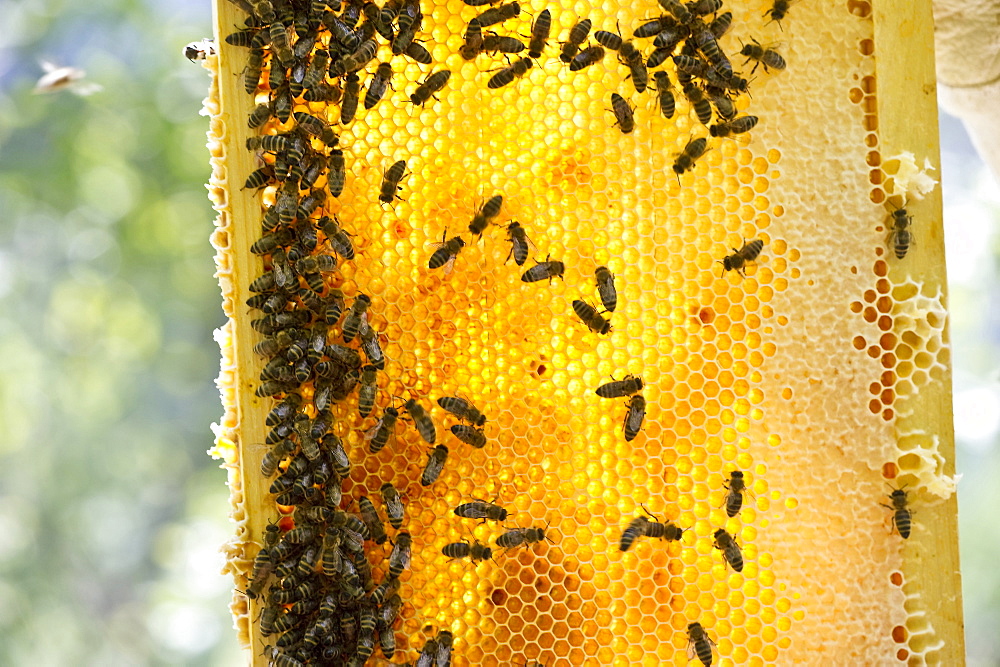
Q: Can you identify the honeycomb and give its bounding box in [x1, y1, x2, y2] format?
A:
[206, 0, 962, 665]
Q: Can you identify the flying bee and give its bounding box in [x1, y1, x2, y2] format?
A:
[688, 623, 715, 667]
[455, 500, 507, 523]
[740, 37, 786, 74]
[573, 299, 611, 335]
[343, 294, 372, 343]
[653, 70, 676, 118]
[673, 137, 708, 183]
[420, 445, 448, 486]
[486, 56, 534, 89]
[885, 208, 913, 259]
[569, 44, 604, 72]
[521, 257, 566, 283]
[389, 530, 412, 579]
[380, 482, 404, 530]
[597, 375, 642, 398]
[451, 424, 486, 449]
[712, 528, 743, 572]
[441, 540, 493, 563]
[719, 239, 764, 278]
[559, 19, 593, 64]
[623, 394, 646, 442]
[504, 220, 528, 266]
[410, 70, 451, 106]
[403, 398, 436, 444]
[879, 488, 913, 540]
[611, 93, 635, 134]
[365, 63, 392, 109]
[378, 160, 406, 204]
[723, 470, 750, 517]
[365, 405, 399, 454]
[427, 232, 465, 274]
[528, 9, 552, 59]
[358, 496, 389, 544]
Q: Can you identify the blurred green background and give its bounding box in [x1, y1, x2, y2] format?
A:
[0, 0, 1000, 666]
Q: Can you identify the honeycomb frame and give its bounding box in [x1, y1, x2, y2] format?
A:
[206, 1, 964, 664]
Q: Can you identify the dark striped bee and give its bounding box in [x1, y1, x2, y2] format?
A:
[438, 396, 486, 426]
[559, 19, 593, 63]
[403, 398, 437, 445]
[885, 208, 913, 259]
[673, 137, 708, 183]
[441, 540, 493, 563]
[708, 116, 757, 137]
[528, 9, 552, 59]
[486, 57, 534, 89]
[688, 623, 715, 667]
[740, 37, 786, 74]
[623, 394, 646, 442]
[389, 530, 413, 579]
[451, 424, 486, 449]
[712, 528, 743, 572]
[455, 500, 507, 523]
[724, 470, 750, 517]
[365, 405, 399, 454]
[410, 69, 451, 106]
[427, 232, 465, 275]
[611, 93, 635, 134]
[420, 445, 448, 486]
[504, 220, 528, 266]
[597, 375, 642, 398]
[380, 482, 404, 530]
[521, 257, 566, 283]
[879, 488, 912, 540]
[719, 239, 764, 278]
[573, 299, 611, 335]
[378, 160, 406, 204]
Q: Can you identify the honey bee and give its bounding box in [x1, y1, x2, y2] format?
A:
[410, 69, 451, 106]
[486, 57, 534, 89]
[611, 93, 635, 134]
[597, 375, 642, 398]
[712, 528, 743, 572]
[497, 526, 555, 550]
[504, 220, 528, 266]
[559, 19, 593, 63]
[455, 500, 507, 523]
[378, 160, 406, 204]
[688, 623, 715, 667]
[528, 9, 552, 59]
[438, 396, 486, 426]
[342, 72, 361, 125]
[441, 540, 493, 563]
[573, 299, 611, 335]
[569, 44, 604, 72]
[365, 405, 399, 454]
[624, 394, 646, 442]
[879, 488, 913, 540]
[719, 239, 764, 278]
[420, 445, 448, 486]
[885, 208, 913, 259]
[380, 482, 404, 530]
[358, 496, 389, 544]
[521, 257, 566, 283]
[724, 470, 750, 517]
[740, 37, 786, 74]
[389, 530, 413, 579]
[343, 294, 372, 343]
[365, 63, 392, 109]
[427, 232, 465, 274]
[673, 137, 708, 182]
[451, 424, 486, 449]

◆ Short exercise: Which lines in the entries above contain the word "honeycomb"? Pick out each of those lines and copy it in full.

◆ Exercise response:
Q: Can you identify the honeycomb and give its bounding box in [x1, y1, x2, y2] format?
Q: Can you identify the honeycomb frame and give its bounding box in [x1, y1, x2, y2] format?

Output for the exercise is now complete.